Records for processing
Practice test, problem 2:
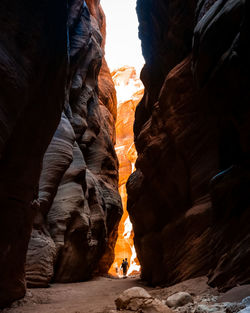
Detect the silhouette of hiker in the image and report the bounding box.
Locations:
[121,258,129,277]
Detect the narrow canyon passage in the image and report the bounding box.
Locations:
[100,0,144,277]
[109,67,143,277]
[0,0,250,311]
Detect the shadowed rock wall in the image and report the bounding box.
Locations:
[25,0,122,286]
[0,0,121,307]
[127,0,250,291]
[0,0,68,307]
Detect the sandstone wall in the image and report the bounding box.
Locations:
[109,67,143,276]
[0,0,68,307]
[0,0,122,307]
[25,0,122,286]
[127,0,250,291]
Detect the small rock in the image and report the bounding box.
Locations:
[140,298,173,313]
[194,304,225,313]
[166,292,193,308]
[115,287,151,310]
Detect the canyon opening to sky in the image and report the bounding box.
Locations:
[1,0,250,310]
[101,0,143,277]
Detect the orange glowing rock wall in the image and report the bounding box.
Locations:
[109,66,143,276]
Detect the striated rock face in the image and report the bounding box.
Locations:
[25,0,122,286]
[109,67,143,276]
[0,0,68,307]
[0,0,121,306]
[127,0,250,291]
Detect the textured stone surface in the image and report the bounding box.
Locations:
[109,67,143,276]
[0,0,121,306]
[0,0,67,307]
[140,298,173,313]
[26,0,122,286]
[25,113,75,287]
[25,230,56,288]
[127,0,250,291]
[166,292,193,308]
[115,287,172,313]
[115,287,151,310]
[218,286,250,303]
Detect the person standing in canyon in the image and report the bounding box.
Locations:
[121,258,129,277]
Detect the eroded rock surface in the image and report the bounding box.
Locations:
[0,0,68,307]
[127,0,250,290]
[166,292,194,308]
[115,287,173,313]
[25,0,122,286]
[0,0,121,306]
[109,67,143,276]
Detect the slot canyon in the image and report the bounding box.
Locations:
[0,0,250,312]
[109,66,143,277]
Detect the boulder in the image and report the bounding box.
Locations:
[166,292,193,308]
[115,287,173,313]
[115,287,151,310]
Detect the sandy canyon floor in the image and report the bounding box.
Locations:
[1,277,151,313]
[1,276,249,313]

---

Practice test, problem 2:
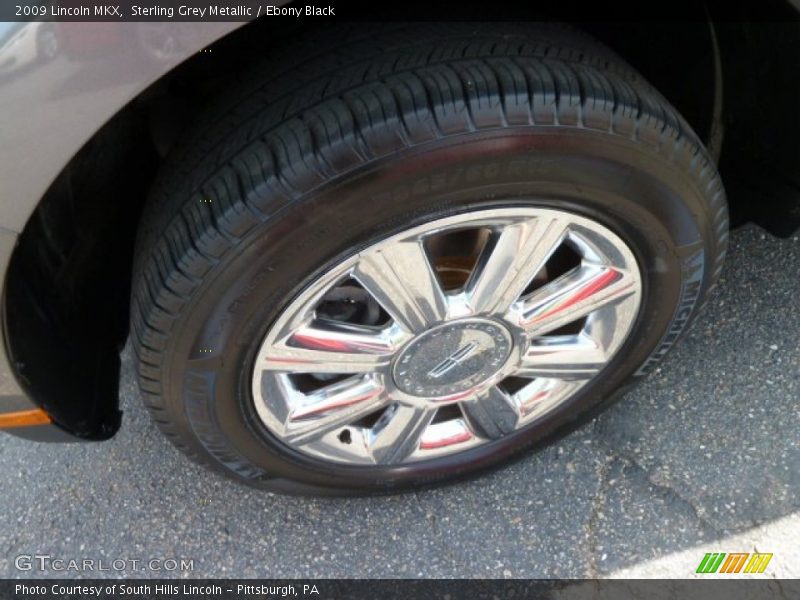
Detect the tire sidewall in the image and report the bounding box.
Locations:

...

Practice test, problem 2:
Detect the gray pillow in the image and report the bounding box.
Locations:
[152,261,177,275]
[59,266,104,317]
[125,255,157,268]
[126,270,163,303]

Your goal
The line above containing "Detect the silhouette", the line containing "Detect the sandstone", and every line between them are to be transcribed exactly; no other line is wanted.

Solution to this exercise
Detect the silhouette of hiker in the image and report the bounding box.
Locations:
[121,258,129,277]
Detect the narrow canyon passage in the image and report the bounding box.
Locations:
[100,0,144,277]
[109,67,143,277]
[0,0,250,311]
Detect the shadowed rock wall in the image and report the bounding box.
Locations:
[25,0,122,286]
[0,0,121,307]
[127,0,250,291]
[0,0,68,307]
Detect the sandstone wall in the image and report the bounding box.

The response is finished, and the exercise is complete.